TASK MATERIAL ▸
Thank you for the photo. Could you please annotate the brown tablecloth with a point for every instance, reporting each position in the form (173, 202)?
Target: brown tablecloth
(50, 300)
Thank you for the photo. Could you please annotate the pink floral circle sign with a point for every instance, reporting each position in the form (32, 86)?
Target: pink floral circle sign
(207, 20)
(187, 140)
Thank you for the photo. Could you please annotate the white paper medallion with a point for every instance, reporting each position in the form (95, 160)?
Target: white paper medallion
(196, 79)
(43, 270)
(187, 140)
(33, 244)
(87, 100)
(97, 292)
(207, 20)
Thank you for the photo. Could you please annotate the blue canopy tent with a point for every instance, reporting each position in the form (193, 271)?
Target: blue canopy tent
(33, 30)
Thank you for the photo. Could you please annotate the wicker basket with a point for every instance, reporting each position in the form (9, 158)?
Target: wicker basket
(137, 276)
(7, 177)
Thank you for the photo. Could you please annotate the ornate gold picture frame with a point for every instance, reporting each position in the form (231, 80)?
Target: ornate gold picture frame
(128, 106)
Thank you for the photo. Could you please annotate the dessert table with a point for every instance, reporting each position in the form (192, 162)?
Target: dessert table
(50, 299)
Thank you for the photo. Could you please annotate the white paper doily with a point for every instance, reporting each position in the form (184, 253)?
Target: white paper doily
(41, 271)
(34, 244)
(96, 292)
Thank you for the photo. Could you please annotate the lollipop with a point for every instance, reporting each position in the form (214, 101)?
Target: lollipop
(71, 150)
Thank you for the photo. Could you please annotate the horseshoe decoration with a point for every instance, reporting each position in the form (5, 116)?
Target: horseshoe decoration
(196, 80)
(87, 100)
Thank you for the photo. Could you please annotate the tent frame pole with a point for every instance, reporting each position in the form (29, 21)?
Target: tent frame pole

PROBLEM TO SOLVE ▸ Rewrite all of the entries above, changing "annotate" to "mark" wherever it occurs and leaving everything else untouched.

SOLUTION TO THIS TASK ▸
Thank you for the photo. Could you please mark the brown tablecloth with a point for every instance, reporting each position in the form (173, 202)?
Target: brown tablecloth
(50, 300)
Thank you for the photo. Could you please mark the pink floral circle sign with a point for every instance, reporting each position in the form (32, 86)?
Target: pink floral circle sign
(207, 20)
(187, 140)
Thank you for the photo. Could you please mark the white paper medallion with a point for every instance, reporting each position in the form (95, 160)?
Target: white paper medallion
(196, 79)
(43, 270)
(187, 140)
(33, 244)
(87, 100)
(97, 292)
(207, 20)
Thank you for the photo. Could you please mark the blue canopy tent with a point for every instance, reporting each position in the form (193, 271)?
Target: blue canopy tent
(33, 30)
Thank you for the photo. Could you please mark the wicker basket with a point for every instance, reporting each position in the form (9, 158)?
Target: wicker basket
(137, 276)
(7, 177)
Thank you for the photo. Could you please mark the ornate gold picture frame with a point for every instance, reporting each position in the form (231, 80)?
Target: ornate gold picture frame
(128, 106)
Thank you for the photo. Could you please mark the dessert table with a point for every instance, reporting each position in the form (192, 162)?
Target: dessert table
(50, 299)
Thank you for the photo. Could you please mark the white paper doily with a point for every instance, reporting each position in the form (184, 253)?
Target: white paper doily
(41, 271)
(34, 244)
(96, 292)
Thank you for the photo. Could you please mark the lollipop with a point for every instance, reporting each position in the form (214, 101)?
Target: lollipop
(71, 150)
Thank you for the photo. Could you please mark the horseshoe decoration with a point for every instance, reporting each position in the form (5, 116)?
Target: horseshoe decoration
(196, 80)
(87, 100)
Thank you for the photo. Could you please mark the tent frame pole with a point for every instance, reporting each position in the form (29, 21)?
Target: tent frame pole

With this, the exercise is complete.